### Texte
+--

Les protestations des militants des droits de l'homme en Turquie ou au plan international n'ont pas fait fléchir le gouvernement turc, qui, au contraire, impose une brutale répression et intensifie la guerre contre les Kurdes.

Mme Leila Zana - à qui le Parlement européen a attribué le prix Zakharov des Droits de l'homme - est toujours incarcérée, comme trois autres de ses collègues anciens parlementaires. Le président de l'ordre des médecins de Diyarbakir, le Dr Seyffettin Kizitkan, a été condamné par la Cour de sécurité de l'État à plus de trois ans de prison.

Plusieurs dizaines d'intellectuels sont poursuivis pour leur opposition à la guerre. C'est le cas notamment de l'écrivain Yachar Kemal, condamné à vingt mois de prison parce qu'il dénonce "l'épouvantable et sale guerre où des gens sont brûlés, des millions d'hommes et de femmes contraints à l'exil, des millions d'hectares de forêts réduits en cendre".

+--

### Items
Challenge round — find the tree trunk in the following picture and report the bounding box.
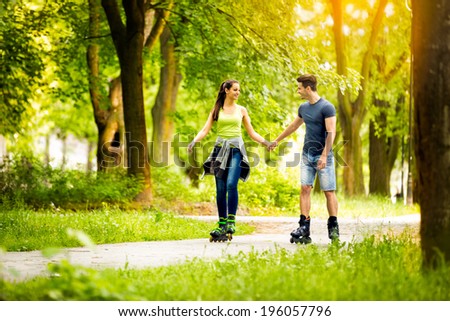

+--

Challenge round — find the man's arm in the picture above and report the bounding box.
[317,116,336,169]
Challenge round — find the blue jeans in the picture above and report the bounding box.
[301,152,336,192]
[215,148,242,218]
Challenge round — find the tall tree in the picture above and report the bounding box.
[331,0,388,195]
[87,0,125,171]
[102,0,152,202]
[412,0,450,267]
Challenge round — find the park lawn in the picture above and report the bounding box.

+--

### Exercice 1
Dans le texte sur la répression en Turquie, à combien de mois de prison l'écrivain Yachar Kemal a-t-il été condamné ?
### Exercice 2
Poursuivez, s'il vous plaît, le texte sur la répression en Turquie à partir de sa dernière phrase.
Les items ne servent à rien ici.

### Réponse attendue 1
À vingt mois de prison.

### Réponse attendue 2
La signature de l'accord sur l'Union douanière avec l'Union européenne avait été présentée par ses promoteurs comme un facteur de stabilité face à l'intégrisme et d'ouverture sur le terrain des droits de l'homme. Force est de constater que le résultat est aujourd'hui à l'opposé de ces prédictions : un islamiste a été porté à la tête du gouvernement et la situation des libertés s'est aggravée. Il y a quelques jours encore, l'armée turque a lancé une nouvelle offensive dans le Sud-Est anatolien et a pénétré dans le Kurdistan d'Irak.

Dans ces conditions, je m'associe aux demandes d'amnistie générale, d'arrêt des tortures et des mauvais traitements, de libération de Leila Zana et de ses collègues, ainsi que de tous les prisonniers politiques. Et, de toute urgence, compte tenu de l'état de santé devenu extrêmement précaire de plusieurs centaines de prisonniers en grève de la faim, il est absolument indispensable que soit prise en considération leur exigence d'un traitement humain.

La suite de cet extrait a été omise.